# What is expected:
What is needed is an exact printout of all the data.

(Dataset entries)
[Start of Attachment]

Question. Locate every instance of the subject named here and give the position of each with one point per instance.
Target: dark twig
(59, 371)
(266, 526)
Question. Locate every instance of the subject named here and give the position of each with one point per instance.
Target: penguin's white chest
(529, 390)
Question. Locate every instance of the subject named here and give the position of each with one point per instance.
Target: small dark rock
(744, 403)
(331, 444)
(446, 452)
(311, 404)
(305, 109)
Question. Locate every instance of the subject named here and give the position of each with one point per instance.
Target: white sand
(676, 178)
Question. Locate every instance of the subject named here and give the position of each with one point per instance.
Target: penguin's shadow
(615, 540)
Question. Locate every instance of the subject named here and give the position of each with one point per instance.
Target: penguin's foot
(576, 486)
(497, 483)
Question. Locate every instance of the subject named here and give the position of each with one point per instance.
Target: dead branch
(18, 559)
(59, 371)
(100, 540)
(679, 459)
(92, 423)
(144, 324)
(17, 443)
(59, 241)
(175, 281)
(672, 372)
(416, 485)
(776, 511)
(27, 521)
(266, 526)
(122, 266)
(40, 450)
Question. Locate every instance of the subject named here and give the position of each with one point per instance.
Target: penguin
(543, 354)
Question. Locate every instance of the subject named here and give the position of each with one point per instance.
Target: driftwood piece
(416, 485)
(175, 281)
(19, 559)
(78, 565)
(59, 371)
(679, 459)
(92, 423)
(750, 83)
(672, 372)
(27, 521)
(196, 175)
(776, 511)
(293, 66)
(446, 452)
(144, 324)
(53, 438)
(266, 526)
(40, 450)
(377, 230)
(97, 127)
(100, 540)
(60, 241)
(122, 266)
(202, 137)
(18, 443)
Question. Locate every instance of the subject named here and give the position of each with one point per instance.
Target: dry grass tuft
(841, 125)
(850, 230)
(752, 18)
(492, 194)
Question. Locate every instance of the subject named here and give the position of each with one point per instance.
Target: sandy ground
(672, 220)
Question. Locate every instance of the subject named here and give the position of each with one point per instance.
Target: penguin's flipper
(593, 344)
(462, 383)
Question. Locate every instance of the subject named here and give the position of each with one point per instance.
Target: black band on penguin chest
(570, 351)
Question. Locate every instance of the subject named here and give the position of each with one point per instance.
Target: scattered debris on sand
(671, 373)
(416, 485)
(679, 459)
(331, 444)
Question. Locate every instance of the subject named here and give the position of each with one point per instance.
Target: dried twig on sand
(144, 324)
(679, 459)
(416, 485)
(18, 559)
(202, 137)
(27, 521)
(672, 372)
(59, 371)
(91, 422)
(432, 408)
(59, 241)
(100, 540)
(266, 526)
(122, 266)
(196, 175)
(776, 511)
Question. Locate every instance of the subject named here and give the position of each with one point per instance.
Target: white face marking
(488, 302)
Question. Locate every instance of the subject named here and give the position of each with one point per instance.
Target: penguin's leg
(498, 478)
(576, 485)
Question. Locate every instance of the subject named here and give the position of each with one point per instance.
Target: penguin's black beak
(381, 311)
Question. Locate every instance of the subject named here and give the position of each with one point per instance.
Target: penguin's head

[End of Attachment]

# Exercise result:
Question. Locate every instance of the subject named here and give the position of each with one point per instance.
Target: dark twig
(59, 371)
(266, 526)
Question. Locate every instance of the subject named here and give the position of each with one point per instance.
Target: penguin's white chest
(529, 390)
Question. Locate every instance of the subject named here and give the position of each with one point per instance.
Target: small dark rock
(744, 403)
(331, 444)
(446, 452)
(311, 404)
(305, 109)
Question. Locate every instance of the subject named here and give the position of each with one point per instance.
Target: white sand
(676, 178)
Question. Locate every instance of the subject named here and give the position of each with one point per instance.
Target: penguin's shadow
(615, 540)
Question. Locate every instance of the subject named here and give the position of each with one point per instance.
Target: penguin's foot
(576, 486)
(497, 483)
Question. Locate every instance of the subject named here and give the position of each with one point per instance.
Target: dead branch
(18, 559)
(59, 371)
(100, 540)
(679, 459)
(92, 423)
(144, 324)
(17, 443)
(59, 241)
(175, 281)
(672, 372)
(416, 485)
(776, 511)
(27, 521)
(266, 526)
(122, 266)
(40, 450)
Question. Locate every instance of the subject named here and give the position of each with one point per instance.
Target: penguin
(543, 354)
Question. Locate every instance of the subject named here and give the position of each with one point per instance.
Target: driftwood piece
(416, 485)
(175, 281)
(19, 559)
(78, 565)
(59, 371)
(679, 459)
(92, 423)
(750, 83)
(672, 372)
(27, 521)
(196, 175)
(776, 511)
(293, 66)
(446, 452)
(144, 324)
(53, 438)
(266, 526)
(40, 450)
(377, 230)
(97, 127)
(100, 540)
(60, 241)
(122, 266)
(202, 137)
(18, 443)
Question. Locate every instance of the subject named here and give the position of each with one point per instance.
Target: dry grass tuft
(841, 125)
(850, 230)
(752, 18)
(492, 194)
Question. Locate every instance of the subject named here and give the position of each with one point per instance.
Target: sandy ground
(672, 220)
Question. Locate every instance of the subject named here and give the position of each with one point per instance.
Target: penguin's flipper
(593, 344)
(462, 383)
Question. Locate every instance of the subject named here and give the position of each with one point per instance.
Target: black band on penguin chest
(570, 351)
Question. Locate every instance of the subject named here and give the position of each with one point per instance.
Target: scattered debris on sand
(671, 373)
(416, 485)
(679, 459)
(331, 444)
Question. Locate every instance of the subject named here and give the position of each with one point per instance.
Target: dried twig on sand
(144, 324)
(679, 459)
(416, 485)
(18, 559)
(202, 137)
(27, 521)
(672, 372)
(59, 371)
(91, 422)
(432, 408)
(59, 241)
(100, 540)
(266, 526)
(122, 266)
(196, 175)
(776, 511)
Question. Locate every instance of the subject named here and give the position of each with one point per instance.
Target: white face marking
(488, 302)
Question. Locate every instance of the subject named here and give the position of each with one point per instance.
Target: penguin's leg
(498, 478)
(576, 485)
Question. Locate every instance of the subject named here and give the position of each with one point per instance.
Target: penguin's black beak
(381, 311)
Question. Locate every instance of the subject named here and give the position of each with one point per instance.
Target: penguin's head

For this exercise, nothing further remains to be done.